Point-per-instance localization data:
● ● ● ● ●

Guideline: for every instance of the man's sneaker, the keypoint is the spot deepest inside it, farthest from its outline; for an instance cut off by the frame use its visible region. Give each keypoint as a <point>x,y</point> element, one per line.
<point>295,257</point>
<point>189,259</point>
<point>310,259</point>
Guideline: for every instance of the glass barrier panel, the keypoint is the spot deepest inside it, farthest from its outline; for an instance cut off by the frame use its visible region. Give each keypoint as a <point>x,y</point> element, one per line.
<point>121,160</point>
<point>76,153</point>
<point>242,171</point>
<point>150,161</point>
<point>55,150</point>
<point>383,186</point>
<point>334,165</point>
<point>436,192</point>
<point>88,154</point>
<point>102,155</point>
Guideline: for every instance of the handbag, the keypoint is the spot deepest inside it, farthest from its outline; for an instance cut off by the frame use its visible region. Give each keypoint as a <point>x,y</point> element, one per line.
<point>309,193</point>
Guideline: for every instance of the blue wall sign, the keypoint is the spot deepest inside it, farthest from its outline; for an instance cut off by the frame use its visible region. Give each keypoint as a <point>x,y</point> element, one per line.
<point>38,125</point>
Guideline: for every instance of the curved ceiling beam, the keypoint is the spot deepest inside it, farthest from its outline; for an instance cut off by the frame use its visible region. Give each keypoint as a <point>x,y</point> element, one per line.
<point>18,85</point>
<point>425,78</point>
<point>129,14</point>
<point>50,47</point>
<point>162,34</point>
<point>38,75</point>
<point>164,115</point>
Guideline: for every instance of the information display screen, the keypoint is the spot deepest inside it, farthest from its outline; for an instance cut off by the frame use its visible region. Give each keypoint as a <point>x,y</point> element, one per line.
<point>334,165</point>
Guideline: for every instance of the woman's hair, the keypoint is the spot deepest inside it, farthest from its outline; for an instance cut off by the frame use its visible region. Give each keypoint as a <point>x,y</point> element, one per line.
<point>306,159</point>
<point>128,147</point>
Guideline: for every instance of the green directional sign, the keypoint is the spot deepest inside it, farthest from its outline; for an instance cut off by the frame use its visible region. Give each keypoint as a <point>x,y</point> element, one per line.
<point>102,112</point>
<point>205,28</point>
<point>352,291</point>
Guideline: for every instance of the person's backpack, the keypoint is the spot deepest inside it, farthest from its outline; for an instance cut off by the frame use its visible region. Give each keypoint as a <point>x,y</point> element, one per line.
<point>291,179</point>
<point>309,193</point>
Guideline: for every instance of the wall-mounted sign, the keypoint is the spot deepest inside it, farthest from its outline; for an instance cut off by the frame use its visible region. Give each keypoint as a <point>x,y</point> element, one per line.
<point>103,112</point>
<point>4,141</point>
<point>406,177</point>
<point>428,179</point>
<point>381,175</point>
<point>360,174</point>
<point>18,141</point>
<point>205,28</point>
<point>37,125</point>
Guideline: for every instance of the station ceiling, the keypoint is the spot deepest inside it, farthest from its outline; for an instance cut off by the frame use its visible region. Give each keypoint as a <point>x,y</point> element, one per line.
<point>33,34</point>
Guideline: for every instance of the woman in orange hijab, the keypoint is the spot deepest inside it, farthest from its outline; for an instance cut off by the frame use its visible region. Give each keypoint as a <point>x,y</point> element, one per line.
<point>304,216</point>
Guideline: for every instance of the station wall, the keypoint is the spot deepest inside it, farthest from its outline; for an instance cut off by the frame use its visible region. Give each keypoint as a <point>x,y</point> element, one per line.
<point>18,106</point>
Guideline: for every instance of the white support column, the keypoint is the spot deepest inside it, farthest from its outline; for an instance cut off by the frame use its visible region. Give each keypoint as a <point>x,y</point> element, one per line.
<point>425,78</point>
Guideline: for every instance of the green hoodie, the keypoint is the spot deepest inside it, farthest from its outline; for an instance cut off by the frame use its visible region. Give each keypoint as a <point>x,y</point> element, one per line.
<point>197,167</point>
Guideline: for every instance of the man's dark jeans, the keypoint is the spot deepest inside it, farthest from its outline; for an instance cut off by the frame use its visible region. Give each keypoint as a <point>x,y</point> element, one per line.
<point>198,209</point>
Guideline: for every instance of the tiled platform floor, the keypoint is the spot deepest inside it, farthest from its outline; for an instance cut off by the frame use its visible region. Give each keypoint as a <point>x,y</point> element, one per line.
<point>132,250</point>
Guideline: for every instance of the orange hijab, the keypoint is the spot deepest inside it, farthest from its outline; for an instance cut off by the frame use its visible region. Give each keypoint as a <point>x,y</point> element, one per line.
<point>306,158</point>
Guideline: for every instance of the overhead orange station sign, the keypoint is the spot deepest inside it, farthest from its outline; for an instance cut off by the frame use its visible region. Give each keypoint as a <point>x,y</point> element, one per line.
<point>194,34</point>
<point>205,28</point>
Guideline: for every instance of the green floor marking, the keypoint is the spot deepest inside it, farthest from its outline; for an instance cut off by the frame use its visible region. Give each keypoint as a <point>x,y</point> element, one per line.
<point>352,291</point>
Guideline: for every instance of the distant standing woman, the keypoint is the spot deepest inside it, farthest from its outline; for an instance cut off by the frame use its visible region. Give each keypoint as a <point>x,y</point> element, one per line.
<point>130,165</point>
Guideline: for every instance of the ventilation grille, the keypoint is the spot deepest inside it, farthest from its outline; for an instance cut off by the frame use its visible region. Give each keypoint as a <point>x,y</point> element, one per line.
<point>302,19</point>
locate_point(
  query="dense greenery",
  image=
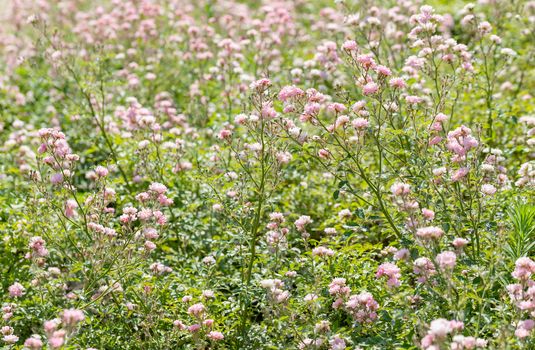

● ● ● ● ●

When you output the entries, keep each line exactly as it is and leave out any pictures.

#### OUTPUT OF THE EXERCISE
Guideline: for every instance of the man's sneaker, the keypoint is the spot deepest inside it, farthest from its outline; for an instance cut off by the frame use its visible region. Give each keypoint as a <point>x,y</point> element, one per line.
<point>295,257</point>
<point>189,259</point>
<point>310,259</point>
Guideline: for every instance of the glass barrier panel, the keypoint is the spot deepest inside it, farthest from its outline; for an instance cut off by the frame use its visible region. Give each keypoint as a <point>x,y</point> element, one per line.
<point>121,160</point>
<point>76,153</point>
<point>242,171</point>
<point>150,161</point>
<point>55,150</point>
<point>383,186</point>
<point>334,165</point>
<point>436,192</point>
<point>88,154</point>
<point>102,155</point>
Guideline: for every instance of the handbag, the keypoint is the spot deepest inside it, farthest from its outline; for an instance cut off by the frame use its visible region. Give each keypoint as a <point>x,y</point> element, one per line.
<point>309,193</point>
Guideline: for every instance of the blue wall sign, the keypoint is the spot deepest inside it, farthest from its outline; for an instance cut off by the frame use its visible region. Give each keypoint as a <point>x,y</point> element, one per line.
<point>38,125</point>
Guideline: for every instance of the curved ceiling beam, the keypoint is the spot deepest inside it, farthest from its outline; for an instance cut off by the frame use its visible region. Give each keypoint as a <point>x,y</point> element, one per line.
<point>18,85</point>
<point>425,78</point>
<point>129,14</point>
<point>50,47</point>
<point>162,34</point>
<point>38,75</point>
<point>164,115</point>
Guideline: for every instance of the information display screen, the keypoint is the spot deepest inside it, farthest from its outline; for an instance cut off by the frame use its visible region. Give each keypoint as a <point>x,y</point> element, one per line.
<point>334,165</point>
Guideline: for every instance of the woman's hair, the keypoint is the spot deepest inside it, farthest from its outline; for an instance cut off by the frame use its visible region. Give each keypoint as a <point>x,y</point> element, one per line.
<point>306,159</point>
<point>128,147</point>
Guideline: for every instance of the green directional sign, the keypoint is the spot deepest inside it, farthest from its outline; for an instance cut off by the frame use its visible region. Give each keypoint as a <point>x,y</point> element, one per line.
<point>102,112</point>
<point>205,28</point>
<point>352,291</point>
Guideline: for every instance of the person's backpack, the keypoint is the spot deepest inside it, farthest from its outline; for an instance cut off by the frame use its visible region. Give each keypoint as a <point>x,y</point> element, one per line.
<point>291,179</point>
<point>309,193</point>
Guideline: for every instance of the wall-mounted sign, the keypoint is the spot deepest inside it, farthest from its outline; for an instance cut off by the frame use its visible region. Give each keypoint as a <point>x,y</point> element, one per line.
<point>103,112</point>
<point>4,141</point>
<point>406,177</point>
<point>428,179</point>
<point>381,175</point>
<point>360,174</point>
<point>18,141</point>
<point>205,28</point>
<point>37,125</point>
Guideline: for every instance of the station ceiling, the keypoint is the spot deepest inside it, farthest from its outline; for an instance cut off by the frame use its visible region. Give each keypoint as a <point>x,y</point> element, one per line.
<point>33,34</point>
Guideline: for every instance of the woman in orange hijab, the keypoint is the spot deepest inside it, farthest from its outline; for an instance cut off by the frame use its visible region. Give each keypoint as a <point>x,y</point> element, one per line.
<point>304,216</point>
Guideline: for every instance of the station wall, the keypoint is the spot deepest inside it, farthest from its outline; for an instance cut off by the frame use its visible region. Give each keypoint as a <point>x,y</point> element, one per line.
<point>18,106</point>
Guideline: for every instance of the white support column, the keypoint is the spot deepest inside it, farthest from its outline; for an instance cut off by the frame use its visible region. Give each keypoint as a <point>x,y</point> element, one per line.
<point>425,78</point>
Guideline: for every instance of the green hoodie, the keypoint is the spot deepest inside it, farthest from its outline; for an instance cut off by the frame use its visible region. Give each keypoint as a <point>x,y</point> element, one per line.
<point>197,167</point>
Guideline: for every instance of the man's dark jeans, the keypoint is the spot deepest inside it, farthest from its outline; for an instance cut off by the frame use its visible region. Give each keypoint as a <point>x,y</point> element, one per line.
<point>198,209</point>
Guideline: for every instance of the tiled platform floor, the keypoint is the spot deepest inside it, farthest from its outline; for an instance cut off by the frame use its visible region. Give each keypoint as a <point>x,y</point> element, one per line.
<point>132,250</point>
Guideline: for every instance of the orange hijab, the keypoint is the spot deepest inside it, farthest from its outline; for an instance cut off by the frame use its visible region. Give each keypoint as a <point>x,y</point> element, one per line.
<point>306,158</point>
Guideline: for every instance of the overhead orange station sign, the keypoint is the spot deepest inside it, farthest from its outline; for an instance cut off by the frame use its visible region. Give each keypoint as a <point>x,y</point> element, one per line.
<point>194,34</point>
<point>205,28</point>
Guideline: for every instance of the green floor marking, the keypoint is the spot deepest inside it, farthest from its outline; for an instance cut off by the frame use its visible region. Give each keypoint as a <point>x,y</point> element, one per line.
<point>352,291</point>
Guideline: for every instance of the distant standing woman, the keypoint is the spot deepest inside it, farthest from its outline; for an instance cut off by the frame use its visible region. Give each keypoint as a <point>x,y</point> element, one per line.
<point>130,165</point>
Guideline: for every instance of the ventilation grille, the keypoint is the spot deepest inside it, farthest from its outline; for an instance cut off by the frame use its visible region. Give each keypoint as a <point>x,y</point> element, one per line.
<point>302,19</point>
locate_point(
  query="dense greenery",
  image=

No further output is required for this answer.